### THE PROBLEM:
Answer with only the number of lines below where "boat" appears.

◇ ◇ ◇ ◇ ◇

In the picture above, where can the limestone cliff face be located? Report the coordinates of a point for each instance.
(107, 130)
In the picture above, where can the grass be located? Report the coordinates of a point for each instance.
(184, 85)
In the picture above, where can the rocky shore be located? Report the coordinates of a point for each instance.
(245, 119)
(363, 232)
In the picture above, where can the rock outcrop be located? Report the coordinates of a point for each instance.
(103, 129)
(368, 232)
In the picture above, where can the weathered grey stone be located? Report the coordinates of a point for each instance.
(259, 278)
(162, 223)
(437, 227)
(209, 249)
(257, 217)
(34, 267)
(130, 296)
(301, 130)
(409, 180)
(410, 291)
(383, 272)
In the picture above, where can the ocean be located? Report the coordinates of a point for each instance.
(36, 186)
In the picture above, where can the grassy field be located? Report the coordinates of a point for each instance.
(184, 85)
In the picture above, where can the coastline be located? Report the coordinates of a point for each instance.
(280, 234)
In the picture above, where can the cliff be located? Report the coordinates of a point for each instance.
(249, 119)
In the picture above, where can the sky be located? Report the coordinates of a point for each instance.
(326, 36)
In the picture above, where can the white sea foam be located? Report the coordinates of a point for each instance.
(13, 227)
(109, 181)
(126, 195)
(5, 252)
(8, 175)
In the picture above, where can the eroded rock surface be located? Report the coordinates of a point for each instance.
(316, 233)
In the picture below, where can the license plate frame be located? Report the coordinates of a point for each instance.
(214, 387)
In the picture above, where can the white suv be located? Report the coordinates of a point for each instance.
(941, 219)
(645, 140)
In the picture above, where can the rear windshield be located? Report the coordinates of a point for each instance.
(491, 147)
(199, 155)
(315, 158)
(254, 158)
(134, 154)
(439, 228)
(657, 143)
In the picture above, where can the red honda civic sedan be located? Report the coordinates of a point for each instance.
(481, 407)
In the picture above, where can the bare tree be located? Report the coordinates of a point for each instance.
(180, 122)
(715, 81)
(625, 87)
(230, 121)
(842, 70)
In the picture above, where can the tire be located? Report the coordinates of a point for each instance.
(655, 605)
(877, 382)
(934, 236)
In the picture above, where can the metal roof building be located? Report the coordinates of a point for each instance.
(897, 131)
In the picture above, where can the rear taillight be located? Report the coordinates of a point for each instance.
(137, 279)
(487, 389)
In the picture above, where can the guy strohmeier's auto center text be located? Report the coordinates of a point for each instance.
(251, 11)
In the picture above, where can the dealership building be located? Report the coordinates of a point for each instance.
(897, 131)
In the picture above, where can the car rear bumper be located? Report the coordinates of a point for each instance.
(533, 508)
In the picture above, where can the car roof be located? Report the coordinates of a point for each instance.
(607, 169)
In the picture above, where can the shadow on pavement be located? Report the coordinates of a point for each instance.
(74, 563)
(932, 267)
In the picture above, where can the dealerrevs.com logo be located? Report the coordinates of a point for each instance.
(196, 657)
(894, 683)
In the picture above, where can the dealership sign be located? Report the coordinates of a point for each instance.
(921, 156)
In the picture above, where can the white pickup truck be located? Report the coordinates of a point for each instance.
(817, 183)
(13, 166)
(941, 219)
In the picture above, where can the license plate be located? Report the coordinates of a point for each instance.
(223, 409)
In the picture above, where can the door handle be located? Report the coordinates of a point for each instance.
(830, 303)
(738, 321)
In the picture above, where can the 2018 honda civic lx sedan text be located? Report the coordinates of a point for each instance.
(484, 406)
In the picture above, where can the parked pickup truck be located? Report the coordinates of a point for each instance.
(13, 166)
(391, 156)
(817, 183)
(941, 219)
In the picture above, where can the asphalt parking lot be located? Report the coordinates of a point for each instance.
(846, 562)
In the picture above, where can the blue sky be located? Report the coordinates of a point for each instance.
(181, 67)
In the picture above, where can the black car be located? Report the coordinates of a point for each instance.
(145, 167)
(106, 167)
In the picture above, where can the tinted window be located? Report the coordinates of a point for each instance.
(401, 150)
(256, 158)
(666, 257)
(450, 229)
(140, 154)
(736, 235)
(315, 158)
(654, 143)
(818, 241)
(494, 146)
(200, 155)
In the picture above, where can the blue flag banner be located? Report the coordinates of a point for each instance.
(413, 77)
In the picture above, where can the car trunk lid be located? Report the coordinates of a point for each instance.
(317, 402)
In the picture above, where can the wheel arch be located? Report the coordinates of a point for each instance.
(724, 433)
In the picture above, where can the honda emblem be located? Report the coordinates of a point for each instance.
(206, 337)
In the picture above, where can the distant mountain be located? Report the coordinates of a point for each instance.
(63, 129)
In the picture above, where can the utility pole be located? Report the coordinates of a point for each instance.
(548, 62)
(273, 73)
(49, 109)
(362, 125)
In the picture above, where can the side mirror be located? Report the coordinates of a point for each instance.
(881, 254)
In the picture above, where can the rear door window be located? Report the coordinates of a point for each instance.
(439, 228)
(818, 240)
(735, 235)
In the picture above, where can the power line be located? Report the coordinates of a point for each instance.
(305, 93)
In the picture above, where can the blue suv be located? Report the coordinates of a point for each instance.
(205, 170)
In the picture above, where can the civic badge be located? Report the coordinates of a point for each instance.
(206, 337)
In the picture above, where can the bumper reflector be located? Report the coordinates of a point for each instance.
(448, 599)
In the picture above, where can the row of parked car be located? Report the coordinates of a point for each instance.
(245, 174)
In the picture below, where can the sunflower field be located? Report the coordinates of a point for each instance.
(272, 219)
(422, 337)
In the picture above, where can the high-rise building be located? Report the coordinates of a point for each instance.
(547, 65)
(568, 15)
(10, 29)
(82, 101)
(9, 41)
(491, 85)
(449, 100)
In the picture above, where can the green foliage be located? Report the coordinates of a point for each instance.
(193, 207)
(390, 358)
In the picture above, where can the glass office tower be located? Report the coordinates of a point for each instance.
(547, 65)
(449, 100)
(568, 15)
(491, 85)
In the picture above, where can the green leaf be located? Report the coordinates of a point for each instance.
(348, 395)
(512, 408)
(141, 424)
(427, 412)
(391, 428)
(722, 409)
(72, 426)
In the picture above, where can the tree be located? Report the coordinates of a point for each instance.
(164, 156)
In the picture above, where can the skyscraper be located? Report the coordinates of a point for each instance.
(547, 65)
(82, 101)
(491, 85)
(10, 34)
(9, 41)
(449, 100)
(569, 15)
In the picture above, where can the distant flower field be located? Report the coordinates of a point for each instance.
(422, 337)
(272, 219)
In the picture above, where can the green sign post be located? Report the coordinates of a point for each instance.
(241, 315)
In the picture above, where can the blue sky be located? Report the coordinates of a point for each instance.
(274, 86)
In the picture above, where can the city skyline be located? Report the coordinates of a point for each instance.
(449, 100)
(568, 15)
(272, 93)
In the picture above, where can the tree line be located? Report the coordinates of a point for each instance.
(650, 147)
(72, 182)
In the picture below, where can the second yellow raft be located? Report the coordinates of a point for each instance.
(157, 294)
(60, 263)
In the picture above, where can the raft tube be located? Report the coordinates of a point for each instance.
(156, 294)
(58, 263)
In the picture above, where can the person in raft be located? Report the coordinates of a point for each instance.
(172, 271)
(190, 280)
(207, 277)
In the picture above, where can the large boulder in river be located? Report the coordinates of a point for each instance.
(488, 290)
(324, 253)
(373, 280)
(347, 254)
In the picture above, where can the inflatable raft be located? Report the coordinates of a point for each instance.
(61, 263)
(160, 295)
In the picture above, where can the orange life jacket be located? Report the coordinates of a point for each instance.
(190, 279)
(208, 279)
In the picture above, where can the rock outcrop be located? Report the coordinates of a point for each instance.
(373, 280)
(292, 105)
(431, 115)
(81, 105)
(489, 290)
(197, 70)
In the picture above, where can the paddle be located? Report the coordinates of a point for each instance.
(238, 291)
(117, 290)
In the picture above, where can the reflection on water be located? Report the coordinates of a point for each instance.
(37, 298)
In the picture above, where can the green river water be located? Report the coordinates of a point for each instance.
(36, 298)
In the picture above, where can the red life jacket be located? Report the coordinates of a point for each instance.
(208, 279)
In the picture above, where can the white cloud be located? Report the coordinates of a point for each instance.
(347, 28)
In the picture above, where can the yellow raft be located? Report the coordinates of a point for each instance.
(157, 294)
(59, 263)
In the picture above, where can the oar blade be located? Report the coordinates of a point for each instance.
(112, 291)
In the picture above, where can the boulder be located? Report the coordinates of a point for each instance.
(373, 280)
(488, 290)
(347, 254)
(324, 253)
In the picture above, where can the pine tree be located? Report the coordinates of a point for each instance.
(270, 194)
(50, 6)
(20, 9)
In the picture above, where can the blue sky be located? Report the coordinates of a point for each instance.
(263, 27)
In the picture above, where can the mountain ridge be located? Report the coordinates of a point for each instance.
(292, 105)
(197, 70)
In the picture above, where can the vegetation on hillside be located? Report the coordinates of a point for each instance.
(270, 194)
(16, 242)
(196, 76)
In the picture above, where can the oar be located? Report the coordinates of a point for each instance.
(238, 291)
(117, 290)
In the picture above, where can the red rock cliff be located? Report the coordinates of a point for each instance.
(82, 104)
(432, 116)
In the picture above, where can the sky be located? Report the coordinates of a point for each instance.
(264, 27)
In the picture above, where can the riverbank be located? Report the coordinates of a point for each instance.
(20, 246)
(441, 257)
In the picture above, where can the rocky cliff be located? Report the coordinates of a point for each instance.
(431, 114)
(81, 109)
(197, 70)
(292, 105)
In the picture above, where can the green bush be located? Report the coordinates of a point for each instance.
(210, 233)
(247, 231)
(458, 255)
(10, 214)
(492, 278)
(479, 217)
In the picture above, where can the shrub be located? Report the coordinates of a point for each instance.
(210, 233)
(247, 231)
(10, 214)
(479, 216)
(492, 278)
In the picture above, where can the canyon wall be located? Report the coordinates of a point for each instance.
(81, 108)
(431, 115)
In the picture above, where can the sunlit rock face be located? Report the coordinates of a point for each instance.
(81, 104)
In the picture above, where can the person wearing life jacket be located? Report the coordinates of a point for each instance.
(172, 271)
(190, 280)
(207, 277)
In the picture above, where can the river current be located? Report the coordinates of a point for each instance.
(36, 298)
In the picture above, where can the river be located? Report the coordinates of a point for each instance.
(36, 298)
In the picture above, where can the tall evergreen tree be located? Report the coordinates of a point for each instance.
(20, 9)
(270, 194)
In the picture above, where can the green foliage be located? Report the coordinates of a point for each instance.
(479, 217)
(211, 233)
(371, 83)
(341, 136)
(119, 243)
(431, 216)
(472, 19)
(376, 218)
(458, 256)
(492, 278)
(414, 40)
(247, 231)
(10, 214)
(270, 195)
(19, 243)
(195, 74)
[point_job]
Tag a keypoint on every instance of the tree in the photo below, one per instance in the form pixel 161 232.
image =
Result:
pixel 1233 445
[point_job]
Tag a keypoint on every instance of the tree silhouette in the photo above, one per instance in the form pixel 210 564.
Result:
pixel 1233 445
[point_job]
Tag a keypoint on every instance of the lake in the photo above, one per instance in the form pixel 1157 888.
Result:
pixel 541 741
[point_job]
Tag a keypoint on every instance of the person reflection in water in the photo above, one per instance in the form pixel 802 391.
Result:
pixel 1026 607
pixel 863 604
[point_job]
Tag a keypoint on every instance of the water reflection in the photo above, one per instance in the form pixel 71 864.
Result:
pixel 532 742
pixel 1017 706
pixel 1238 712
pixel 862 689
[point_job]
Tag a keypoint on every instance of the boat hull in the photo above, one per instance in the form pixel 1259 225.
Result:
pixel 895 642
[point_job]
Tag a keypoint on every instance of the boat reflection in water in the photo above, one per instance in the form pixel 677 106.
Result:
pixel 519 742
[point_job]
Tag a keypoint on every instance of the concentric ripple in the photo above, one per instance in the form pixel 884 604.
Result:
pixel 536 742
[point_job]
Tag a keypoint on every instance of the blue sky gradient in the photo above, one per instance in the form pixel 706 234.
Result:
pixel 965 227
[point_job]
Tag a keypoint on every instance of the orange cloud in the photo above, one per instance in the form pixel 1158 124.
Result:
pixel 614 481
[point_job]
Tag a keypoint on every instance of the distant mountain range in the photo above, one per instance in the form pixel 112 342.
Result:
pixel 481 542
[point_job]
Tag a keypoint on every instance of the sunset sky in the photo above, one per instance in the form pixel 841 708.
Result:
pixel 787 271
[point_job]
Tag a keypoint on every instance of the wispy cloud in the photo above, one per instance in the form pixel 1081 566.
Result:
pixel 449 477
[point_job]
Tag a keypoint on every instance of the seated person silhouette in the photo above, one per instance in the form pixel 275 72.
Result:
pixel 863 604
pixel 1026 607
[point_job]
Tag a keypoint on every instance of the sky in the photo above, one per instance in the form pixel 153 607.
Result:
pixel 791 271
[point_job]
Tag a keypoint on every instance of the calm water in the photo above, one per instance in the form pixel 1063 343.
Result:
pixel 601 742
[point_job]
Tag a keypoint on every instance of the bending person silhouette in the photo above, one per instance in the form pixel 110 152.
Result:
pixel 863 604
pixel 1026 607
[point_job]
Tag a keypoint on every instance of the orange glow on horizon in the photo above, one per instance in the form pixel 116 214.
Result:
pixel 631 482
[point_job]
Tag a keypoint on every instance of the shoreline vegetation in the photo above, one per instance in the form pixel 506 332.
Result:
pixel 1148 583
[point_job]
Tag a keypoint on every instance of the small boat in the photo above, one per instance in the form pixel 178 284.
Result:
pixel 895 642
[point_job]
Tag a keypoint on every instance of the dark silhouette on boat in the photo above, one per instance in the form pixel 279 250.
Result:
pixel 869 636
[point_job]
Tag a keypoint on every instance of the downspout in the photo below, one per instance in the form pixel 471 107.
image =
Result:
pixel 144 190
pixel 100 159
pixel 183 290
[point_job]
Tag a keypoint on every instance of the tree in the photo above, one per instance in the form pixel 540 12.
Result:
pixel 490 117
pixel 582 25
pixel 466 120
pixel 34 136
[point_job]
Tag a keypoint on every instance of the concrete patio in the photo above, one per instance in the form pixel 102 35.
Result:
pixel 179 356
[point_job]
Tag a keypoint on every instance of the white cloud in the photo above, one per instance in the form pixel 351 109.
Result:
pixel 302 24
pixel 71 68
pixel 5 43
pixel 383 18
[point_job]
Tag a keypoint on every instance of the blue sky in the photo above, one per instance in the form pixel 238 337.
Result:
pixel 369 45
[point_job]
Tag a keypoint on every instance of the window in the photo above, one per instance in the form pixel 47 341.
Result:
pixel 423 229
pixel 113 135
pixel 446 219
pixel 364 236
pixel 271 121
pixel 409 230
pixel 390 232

◇ ◇ ◇ ◇ ◇

### WRITTEN SOLUTION:
4